• _Source material_:
——————
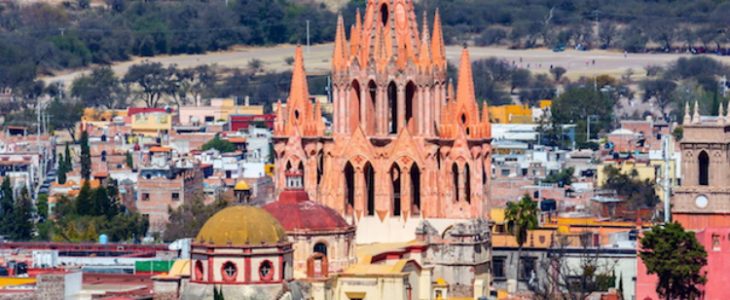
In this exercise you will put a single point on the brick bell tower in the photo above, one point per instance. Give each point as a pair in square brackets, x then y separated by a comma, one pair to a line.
[403, 147]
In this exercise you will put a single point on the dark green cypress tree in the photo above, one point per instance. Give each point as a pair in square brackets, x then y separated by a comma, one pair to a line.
[85, 156]
[101, 205]
[6, 207]
[62, 170]
[84, 205]
[67, 157]
[23, 225]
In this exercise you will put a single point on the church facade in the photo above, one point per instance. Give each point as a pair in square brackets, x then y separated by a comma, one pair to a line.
[403, 146]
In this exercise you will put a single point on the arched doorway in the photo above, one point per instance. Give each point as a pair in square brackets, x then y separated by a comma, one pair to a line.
[349, 188]
[392, 108]
[395, 179]
[415, 189]
[410, 106]
[455, 179]
[704, 164]
[354, 113]
[370, 186]
[467, 183]
[370, 110]
[320, 248]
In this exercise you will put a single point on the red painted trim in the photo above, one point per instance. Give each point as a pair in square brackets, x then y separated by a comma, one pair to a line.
[247, 269]
[224, 275]
[269, 277]
[210, 268]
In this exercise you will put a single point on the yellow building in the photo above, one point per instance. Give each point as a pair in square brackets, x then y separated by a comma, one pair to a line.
[218, 110]
[151, 124]
[651, 170]
[515, 113]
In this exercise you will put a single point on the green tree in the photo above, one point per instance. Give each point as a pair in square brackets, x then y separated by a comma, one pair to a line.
[64, 115]
[7, 203]
[67, 157]
[41, 206]
[100, 88]
[677, 258]
[219, 144]
[23, 225]
[85, 156]
[84, 201]
[61, 169]
[579, 103]
[521, 217]
[152, 78]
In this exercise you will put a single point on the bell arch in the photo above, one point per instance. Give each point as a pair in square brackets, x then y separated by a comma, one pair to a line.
[395, 180]
[349, 187]
[354, 113]
[392, 108]
[370, 188]
[703, 161]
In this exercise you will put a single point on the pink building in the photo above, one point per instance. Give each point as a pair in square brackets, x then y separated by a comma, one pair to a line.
[717, 245]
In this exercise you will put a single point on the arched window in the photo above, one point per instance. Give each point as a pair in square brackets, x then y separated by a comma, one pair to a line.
[467, 183]
[410, 105]
[395, 180]
[415, 189]
[229, 272]
[371, 104]
[199, 271]
[393, 108]
[320, 167]
[354, 113]
[704, 162]
[266, 270]
[320, 248]
[349, 187]
[370, 186]
[455, 178]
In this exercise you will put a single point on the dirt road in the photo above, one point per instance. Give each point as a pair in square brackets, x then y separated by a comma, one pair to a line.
[317, 60]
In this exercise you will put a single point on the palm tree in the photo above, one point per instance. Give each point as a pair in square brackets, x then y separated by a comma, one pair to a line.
[521, 216]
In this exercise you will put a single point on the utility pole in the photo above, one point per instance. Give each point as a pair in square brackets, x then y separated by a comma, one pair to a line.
[666, 184]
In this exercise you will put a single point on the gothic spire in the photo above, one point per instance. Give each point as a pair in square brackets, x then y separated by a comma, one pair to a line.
[437, 43]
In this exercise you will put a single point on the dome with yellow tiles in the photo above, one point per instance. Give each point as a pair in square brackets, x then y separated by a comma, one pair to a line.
[241, 186]
[241, 226]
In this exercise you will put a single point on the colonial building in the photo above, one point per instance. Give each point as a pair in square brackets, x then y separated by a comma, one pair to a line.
[243, 251]
[323, 241]
[703, 199]
[403, 145]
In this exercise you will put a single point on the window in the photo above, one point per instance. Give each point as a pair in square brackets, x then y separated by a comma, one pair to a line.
[527, 268]
[199, 272]
[704, 162]
[320, 248]
[229, 272]
[266, 271]
[498, 267]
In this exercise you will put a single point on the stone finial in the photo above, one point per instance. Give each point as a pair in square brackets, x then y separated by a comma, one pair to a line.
[720, 115]
[696, 115]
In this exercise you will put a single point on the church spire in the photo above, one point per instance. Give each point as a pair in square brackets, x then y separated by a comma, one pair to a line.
[465, 90]
[339, 57]
[696, 115]
[424, 57]
[437, 43]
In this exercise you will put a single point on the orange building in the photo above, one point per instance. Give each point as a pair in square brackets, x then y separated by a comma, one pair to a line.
[403, 146]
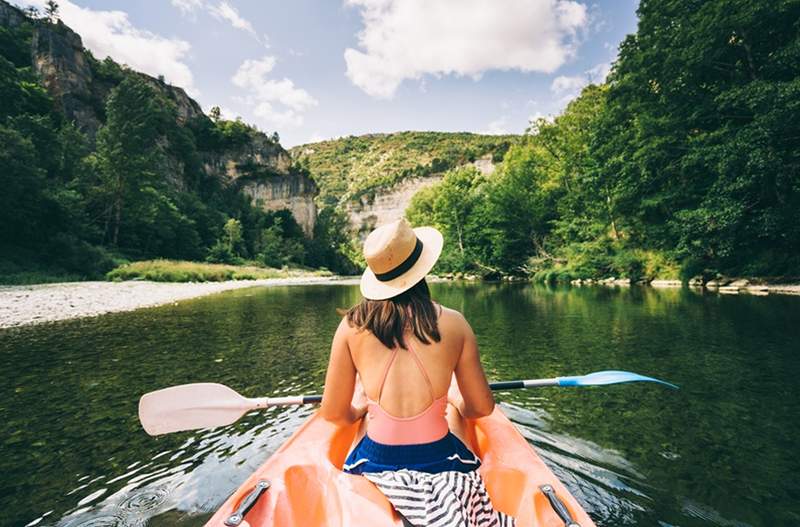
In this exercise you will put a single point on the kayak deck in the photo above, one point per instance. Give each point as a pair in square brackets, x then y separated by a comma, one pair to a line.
[307, 486]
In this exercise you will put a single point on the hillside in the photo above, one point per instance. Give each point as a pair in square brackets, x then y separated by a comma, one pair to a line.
[348, 168]
[99, 162]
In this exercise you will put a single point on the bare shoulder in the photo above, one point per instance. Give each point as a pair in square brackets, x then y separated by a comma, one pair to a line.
[452, 319]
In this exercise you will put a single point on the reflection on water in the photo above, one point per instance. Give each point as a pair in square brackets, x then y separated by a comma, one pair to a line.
[718, 452]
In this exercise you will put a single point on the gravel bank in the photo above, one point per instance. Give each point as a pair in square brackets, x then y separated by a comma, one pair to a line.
[33, 304]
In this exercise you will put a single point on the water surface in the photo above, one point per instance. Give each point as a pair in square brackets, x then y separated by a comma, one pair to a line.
[721, 451]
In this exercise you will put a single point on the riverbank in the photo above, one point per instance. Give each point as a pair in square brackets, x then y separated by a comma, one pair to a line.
[22, 305]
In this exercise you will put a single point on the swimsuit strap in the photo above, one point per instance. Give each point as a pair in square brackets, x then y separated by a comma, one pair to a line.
[386, 373]
[422, 369]
[419, 364]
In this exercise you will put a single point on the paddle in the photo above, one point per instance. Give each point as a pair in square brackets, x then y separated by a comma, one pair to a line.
[206, 405]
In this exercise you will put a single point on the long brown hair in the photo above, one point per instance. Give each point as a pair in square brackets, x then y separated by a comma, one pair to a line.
[389, 319]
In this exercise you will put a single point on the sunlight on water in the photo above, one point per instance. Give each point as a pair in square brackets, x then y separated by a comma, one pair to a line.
[632, 455]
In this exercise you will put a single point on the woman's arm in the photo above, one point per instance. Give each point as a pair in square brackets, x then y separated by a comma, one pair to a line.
[476, 397]
[338, 405]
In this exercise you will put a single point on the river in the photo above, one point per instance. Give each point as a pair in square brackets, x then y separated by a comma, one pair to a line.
[719, 451]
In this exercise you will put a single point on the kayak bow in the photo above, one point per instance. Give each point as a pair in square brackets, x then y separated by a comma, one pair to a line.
[302, 483]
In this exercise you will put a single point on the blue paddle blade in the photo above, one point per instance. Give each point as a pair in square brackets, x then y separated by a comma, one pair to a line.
[608, 377]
——————
• _Aim of the task_: Can you put every line of the entries above into a Markdown table with two columns, Row and Line, numbering each row and skipping any blank lines? Leave the pictures out.

• _Full output_:
| Row | Line |
|---|---|
| 1 | In this exercise you will put a single point on the brick bell tower in the photo above, one point per instance. Give each point as a pair in square brackets, x then y separated by a comma, one pair to a line. |
| 2 | [403, 147] |
| 3 | In this exercise you will put a single point on the dark green cypress tree in the photo above, one point per instance. Give each point as a pair in square brackets, x then y separated by a comma, one pair to a line. |
| 4 | [85, 156] |
| 5 | [101, 205] |
| 6 | [6, 207] |
| 7 | [62, 170] |
| 8 | [84, 205] |
| 9 | [67, 157] |
| 10 | [23, 225] |
| 11 | In this exercise you will put a single point on the church facade in the photo above, one point per instance. Give each point as a pair in square brackets, x then y separated by a comma, one pair to a line. |
| 12 | [403, 146] |
| 13 | In this exercise you will put a single point on the arched doorway in the photo above, one point per instance. Give each point as a pair in square brackets, x then y separated by a comma, one pair to a line. |
| 14 | [349, 188] |
| 15 | [392, 108] |
| 16 | [395, 179] |
| 17 | [415, 189] |
| 18 | [410, 106] |
| 19 | [455, 179] |
| 20 | [704, 164] |
| 21 | [354, 113] |
| 22 | [370, 186] |
| 23 | [467, 183] |
| 24 | [370, 110] |
| 25 | [320, 248] |
| 26 | In this exercise you will put a single point on the red painted trim in the photo above, one point per instance. Give each point as a pair in square brackets, x then y separated by a comma, one pair to a line. |
| 27 | [247, 269] |
| 28 | [224, 275] |
| 29 | [269, 277] |
| 30 | [210, 268] |
| 31 | In this exercise you will put a single point on the yellow building in the photo above, one point per instance. Give each point as a pair in square brackets, x then y separated by a comma, one pair to a line. |
| 32 | [218, 110] |
| 33 | [151, 124] |
| 34 | [651, 170] |
| 35 | [515, 113] |
| 36 | In this exercise you will put a single point on the green tree in the photo above, one point per instance. Give each point as a pair in square brackets, x then y separated by a comma, one pair to a line. |
| 37 | [64, 115] |
| 38 | [7, 203] |
| 39 | [67, 157] |
| 40 | [41, 206] |
| 41 | [100, 88] |
| 42 | [677, 258] |
| 43 | [219, 144] |
| 44 | [23, 225] |
| 45 | [85, 156] |
| 46 | [84, 201] |
| 47 | [61, 169] |
| 48 | [579, 103] |
| 49 | [521, 217] |
| 50 | [152, 78] |
| 51 | In this exercise you will put a single point on the bell arch in the photo above, one point per instance. Give each point as a pair in square brackets, x then y separated by a comma, one pair to a line. |
| 52 | [395, 180] |
| 53 | [349, 187] |
| 54 | [354, 113] |
| 55 | [392, 108] |
| 56 | [370, 188] |
| 57 | [703, 161] |
| 58 | In this exercise you will put a single point on the pink building in the photo above, one point per instance. Give each point as a pair in square brackets, x then y separated by a comma, one pair to a line. |
| 59 | [717, 245] |
| 60 | In this exercise you will put a single point on the arched window in the photo above, one point per instance. Give each point as a pair in square brackets, x then y separated by a comma, one pair to a line. |
| 61 | [467, 183] |
| 62 | [410, 105] |
| 63 | [395, 180] |
| 64 | [415, 189] |
| 65 | [229, 272] |
| 66 | [371, 104] |
| 67 | [199, 271] |
| 68 | [393, 108] |
| 69 | [320, 167] |
| 70 | [354, 113] |
| 71 | [704, 162] |
| 72 | [266, 270] |
| 73 | [320, 248] |
| 74 | [349, 187] |
| 75 | [370, 186] |
| 76 | [455, 178] |
| 77 | In this exercise you will put a single point on the dirt road in the photo above, one point per instance. Give each point as a pair in square brackets, x then y separated by a comma, one pair to a line. |
| 78 | [317, 60] |
| 79 | In this exercise you will put a single point on the palm tree in the photo above, one point per instance. Give each point as a pair in square brackets, x then y separated by a comma, one pair to a line. |
| 80 | [521, 216] |
| 81 | In this exercise you will put a single point on the utility pole in the photo above, one point per instance. Give each point as a pair in square brackets, x then y separated by a comma, one pair to a line. |
| 82 | [666, 184] |
| 83 | In this exercise you will put a single point on the gothic spire in the photo above, one point per instance. Give each point as a pair in square brackets, x then y separated by a comma, one pair to a line. |
| 84 | [437, 43] |
| 85 | In this exercise you will put a single point on the dome with yellow tiles in the photo above, one point per instance. Give each point as a pair in square brackets, x then y separated by a comma, one pair to a line. |
| 86 | [241, 186] |
| 87 | [241, 226] |
| 88 | In this exercise you will put a single point on the colonial building in the photo above, one point per instance. Give each point as a pair in square brackets, x then y separated by a comma, one pair to a line. |
| 89 | [243, 251] |
| 90 | [323, 241] |
| 91 | [703, 199] |
| 92 | [403, 145] |
| 93 | In this exercise you will put a single point on the window in the photo above, one point per instance. Give each point as a pair in square brackets, x then y separated by a comma, one pair to a line. |
| 94 | [527, 268] |
| 95 | [199, 272] |
| 96 | [704, 162] |
| 97 | [320, 248] |
| 98 | [229, 272] |
| 99 | [266, 271] |
| 100 | [498, 267] |
| 101 | In this exercise you will put a single point on the stone finial in the photo above, one point per instance. Give each point as a pair in square brackets, x then y separated by a comma, one pair to a line. |
| 102 | [720, 115] |
| 103 | [696, 115] |
| 104 | In this exercise you will put a single point on the church spire in the photo above, one point per instance. Give each point as a pair in square brackets, x then y separated by a comma, one pair to a line. |
| 105 | [465, 90] |
| 106 | [339, 57] |
| 107 | [696, 115] |
| 108 | [424, 57] |
| 109 | [437, 43] |
| 110 | In this exercise you will put a single point on the orange building in the photo above, one point per instance. Give each point as a pair in square brackets, x then y separated by a comma, one pair to a line. |
| 111 | [403, 146] |
| 112 | In this exercise you will put a single point on the kayak deck in the photo above, one point per instance. Give each point as a pair in square brackets, x then y separated by a comma, one pair to a line. |
| 113 | [307, 486] |
| 114 | In this exercise you will put a single point on the hillside in the photo above, one point per instance. Give each point as a pair in square brackets, x then y separated by a comma, one pair to a line. |
| 115 | [348, 168] |
| 116 | [99, 162] |
| 117 | In this exercise you will put a single point on the bare shoulder in the photo above, one point per instance. Give each point as a pair in square brackets, x then y separated by a comma, one pair to a line. |
| 118 | [452, 319] |
| 119 | In this exercise you will put a single point on the reflection on water in the photo above, one point per instance. Give each point as a pair in square brackets, x then y separated by a comma, one pair to a line. |
| 120 | [718, 452] |
| 121 | In this exercise you will put a single point on the gravel bank in the photo above, one point per instance. Give each point as a pair in square brackets, x then y separated by a comma, one pair to a line. |
| 122 | [33, 304] |
| 123 | In this exercise you will put a single point on the water surface in the photo above, one point per instance. Give each point as a pair in square brackets, x then y separated by a comma, one pair to a line. |
| 124 | [721, 451] |
| 125 | In this exercise you will put a single point on the riverbank in the photo above, one point per instance. Give each point as a pair in square brackets, x then y separated by a comma, one pair to a line. |
| 126 | [22, 305] |
| 127 | In this exercise you will put a single point on the swimsuit strap in the photo above, one point per instance. Give each point as a pair in square brackets, x then y separated by a comma, one pair to a line. |
| 128 | [386, 373] |
| 129 | [422, 369] |
| 130 | [419, 364] |
| 131 | In this exercise you will put a single point on the paddle in the photo above, one point per instance. Give each point as a pair in square brackets, x then y separated by a comma, one pair to a line. |
| 132 | [206, 405] |
| 133 | In this exercise you will put a single point on the long brown hair in the photo above, one point per instance. Give each point as a pair in square brackets, x then y separated by a comma, one pair to a line. |
| 134 | [389, 319] |
| 135 | In this exercise you will put a single point on the sunlight on water in the photo above, one point per instance. Give each point as a pair in square brackets, x then y separated by a comma, one pair to a line. |
| 136 | [632, 455] |
| 137 | In this exercise you will put a single point on the woman's arm in the photo above, one point per instance. Give each point as a pair in square brackets, x then y separated by a comma, one pair to a line. |
| 138 | [476, 397] |
| 139 | [338, 405] |
| 140 | In this exercise you will put a single point on the river in the photo above, one point per instance. Give each point as a pair in square brackets, x then y separated by a comma, one pair to a line. |
| 141 | [719, 451] |
| 142 | In this exercise you will put a single point on the kayak bow in the photo above, one point per instance. Give each point as a pair in square brackets, x then y separated by a comma, one pair to a line. |
| 143 | [302, 483] |
| 144 | In this exercise you will put a single point on the blue paddle blade in the photo above, one point per instance. Give each point as a pair in square brackets, x then y separated by a comma, one pair to a line. |
| 145 | [608, 377] |